**What to produce:** Transcribe the records below exactly.

Pointing dataset records:
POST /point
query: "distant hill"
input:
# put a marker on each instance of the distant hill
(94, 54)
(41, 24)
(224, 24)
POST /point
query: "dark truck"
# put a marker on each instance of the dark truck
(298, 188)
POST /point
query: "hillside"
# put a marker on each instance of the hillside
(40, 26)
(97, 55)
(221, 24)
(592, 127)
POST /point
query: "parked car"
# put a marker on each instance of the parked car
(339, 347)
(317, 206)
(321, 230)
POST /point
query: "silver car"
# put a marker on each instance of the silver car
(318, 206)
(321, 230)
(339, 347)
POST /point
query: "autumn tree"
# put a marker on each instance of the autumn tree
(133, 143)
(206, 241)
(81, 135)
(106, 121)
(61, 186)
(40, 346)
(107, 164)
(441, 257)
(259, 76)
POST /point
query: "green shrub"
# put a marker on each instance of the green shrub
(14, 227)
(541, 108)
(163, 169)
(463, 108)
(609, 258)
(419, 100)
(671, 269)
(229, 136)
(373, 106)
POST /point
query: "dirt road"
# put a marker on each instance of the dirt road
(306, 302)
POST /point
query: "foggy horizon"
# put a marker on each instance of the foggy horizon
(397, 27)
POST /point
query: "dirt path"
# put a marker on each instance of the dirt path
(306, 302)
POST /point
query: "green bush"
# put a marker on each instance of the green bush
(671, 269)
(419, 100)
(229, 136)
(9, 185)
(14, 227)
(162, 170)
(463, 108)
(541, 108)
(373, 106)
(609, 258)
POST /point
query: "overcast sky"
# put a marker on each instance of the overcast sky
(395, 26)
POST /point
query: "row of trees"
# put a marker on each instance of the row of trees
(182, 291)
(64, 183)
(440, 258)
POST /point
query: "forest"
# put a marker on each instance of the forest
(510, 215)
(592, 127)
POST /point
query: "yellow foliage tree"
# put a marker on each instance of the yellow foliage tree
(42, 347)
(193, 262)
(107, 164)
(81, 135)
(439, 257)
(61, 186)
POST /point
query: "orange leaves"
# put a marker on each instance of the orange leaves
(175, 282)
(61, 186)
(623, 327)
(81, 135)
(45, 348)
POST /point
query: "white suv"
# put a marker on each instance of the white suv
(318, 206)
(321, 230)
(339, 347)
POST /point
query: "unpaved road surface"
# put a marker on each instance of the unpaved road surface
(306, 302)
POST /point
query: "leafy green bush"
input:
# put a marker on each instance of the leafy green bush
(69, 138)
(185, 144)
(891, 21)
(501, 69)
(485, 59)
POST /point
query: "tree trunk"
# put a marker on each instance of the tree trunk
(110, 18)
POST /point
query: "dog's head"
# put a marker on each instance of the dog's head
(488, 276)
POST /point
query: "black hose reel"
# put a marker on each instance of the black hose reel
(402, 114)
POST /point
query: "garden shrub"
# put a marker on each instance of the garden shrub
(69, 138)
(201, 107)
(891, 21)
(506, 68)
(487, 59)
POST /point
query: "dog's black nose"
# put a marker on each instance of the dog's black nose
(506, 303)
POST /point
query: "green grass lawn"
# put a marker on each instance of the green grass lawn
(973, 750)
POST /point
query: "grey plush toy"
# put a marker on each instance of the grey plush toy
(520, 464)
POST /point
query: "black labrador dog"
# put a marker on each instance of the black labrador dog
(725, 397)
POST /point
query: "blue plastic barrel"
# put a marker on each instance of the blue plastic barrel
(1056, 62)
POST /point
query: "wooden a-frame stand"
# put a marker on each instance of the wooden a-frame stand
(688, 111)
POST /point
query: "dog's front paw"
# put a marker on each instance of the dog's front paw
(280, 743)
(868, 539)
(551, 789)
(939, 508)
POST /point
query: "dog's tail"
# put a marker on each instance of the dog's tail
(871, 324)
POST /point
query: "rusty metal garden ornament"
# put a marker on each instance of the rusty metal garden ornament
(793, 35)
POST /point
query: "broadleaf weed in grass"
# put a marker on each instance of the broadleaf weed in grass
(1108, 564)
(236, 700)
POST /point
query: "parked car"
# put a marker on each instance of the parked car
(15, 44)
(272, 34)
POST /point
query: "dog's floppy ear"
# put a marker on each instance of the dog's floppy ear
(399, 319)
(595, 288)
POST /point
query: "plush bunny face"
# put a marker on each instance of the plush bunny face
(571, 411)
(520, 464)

**Task answer:**
POST /point
query: "distant hill"
input:
# put a marker on each instance of the distant hill
(94, 54)
(41, 24)
(224, 24)
POST /point
query: "dark truck"
# put a marker on each instance of the dark truck
(298, 188)
POST /point
query: "hillside"
# put a marker on each instance of the hillside
(40, 26)
(97, 55)
(221, 24)
(592, 127)
POST /point
query: "parked car"
# put a marker on each instance of the parked car
(339, 347)
(317, 206)
(321, 230)
POST /point
query: "silver car"
# put a marker on each instance of the silver car
(318, 206)
(321, 230)
(339, 347)
POST /point
query: "autumn tree"
# put a marker on each instance of the autumn tree
(133, 143)
(206, 241)
(81, 135)
(106, 121)
(61, 186)
(40, 346)
(107, 164)
(441, 257)
(259, 76)
POST /point
query: "green shrub"
# put a marker on each instance of the green shrub
(14, 227)
(541, 108)
(163, 169)
(463, 108)
(609, 258)
(419, 100)
(671, 269)
(229, 136)
(373, 106)
POST /point
query: "dirt road"
# put a marker on each instance of the dirt road
(306, 302)
POST /point
query: "foggy horizon"
# put a marker on each instance of the foggy horizon
(397, 27)
POST /point
query: "dirt path"
# put a marker on each instance of the dirt path
(306, 302)
POST /point
query: "green bush"
# put a marker on each instance of the green bush
(671, 269)
(419, 100)
(229, 136)
(9, 185)
(14, 227)
(162, 170)
(463, 108)
(541, 108)
(373, 106)
(609, 258)
POST /point
query: "overcast sky"
# put a marker on each instance of the overcast sky
(395, 26)
POST /point
query: "row of trees"
# put a marker on each instance of the row of trees
(182, 291)
(64, 183)
(440, 258)
POST /point
query: "forest"
# put a marker on each instance of the forest
(510, 215)
(592, 127)
POST /point
query: "yellow foliage tree"
# put a marker on each instance of the yellow foliage tree
(42, 347)
(193, 262)
(107, 164)
(81, 135)
(439, 257)
(61, 186)
POST /point
query: "orange leaves"
# put a marker on each instance of the orange leaves
(175, 282)
(61, 186)
(623, 327)
(81, 135)
(45, 348)
POST /point
query: "white suv"
# put a marker on each instance of the white suv
(318, 206)
(321, 230)
(339, 347)
POST /point
query: "unpaved road surface"
# put a marker on each instance of the unpaved road surface
(306, 302)
POST /point
query: "leafy green bush"
input:
# put a marker on each instance of the leafy green bush
(69, 138)
(185, 144)
(891, 21)
(501, 69)
(485, 59)
POST /point
query: "tree trunk"
# put a marker on each instance of the tree trunk
(110, 18)
POST /point
query: "dog's head"
# put a marker on each instance of the dog's head
(488, 276)
POST /point
query: "black hose reel"
# put a marker on each instance of the black hose reel
(402, 114)
POST /point
query: "garden shrub"
# put a marker on each instance of the garden shrub
(69, 138)
(201, 107)
(891, 21)
(506, 68)
(487, 59)
POST /point
query: "dog's black nose"
# put a marker on each instance of the dog's black nose
(506, 303)
POST /point
query: "green grass lawn"
# put a marker on each instance of the green grass lawn
(973, 750)
POST /point
query: "grey plush toy"
# put a marker on each instance of the grey plush toy
(520, 464)
POST /point
query: "black labrador dog"
# put a marker on each instance of the black labrador dog
(725, 397)
POST /point
query: "blue plastic barrel"
# put a marker on each instance of the blue plastic barrel
(1056, 62)
POST /point
query: "wooden a-frame stand"
# put a marker on each instance of the wooden a-frame stand
(688, 111)
POST /point
query: "dog's front paw"
# put a marker on each instance of the dog's front paw
(280, 743)
(868, 539)
(551, 789)
(939, 508)
POST /point
query: "dog's tail"
# put a marker on each instance of the dog's tail
(871, 324)
POST /point
query: "rusty metal garden ornament"
# put a marker on each instance of the rusty metal garden ornament
(793, 35)
POST /point
query: "broadleaf weed in grass"
# put a marker on each instance of the broadleaf weed in grass
(1108, 564)
(236, 700)
POST /point
query: "parked car"
# put a marker on each instance of the parked car
(15, 44)
(272, 34)
POST /point
query: "dog's floppy ear"
# put a marker on each instance of the dog's floppy ear
(399, 319)
(595, 288)
POST /point
query: "plush bunny face"
# put a marker on each instance of the plush bunny face
(571, 411)
(520, 464)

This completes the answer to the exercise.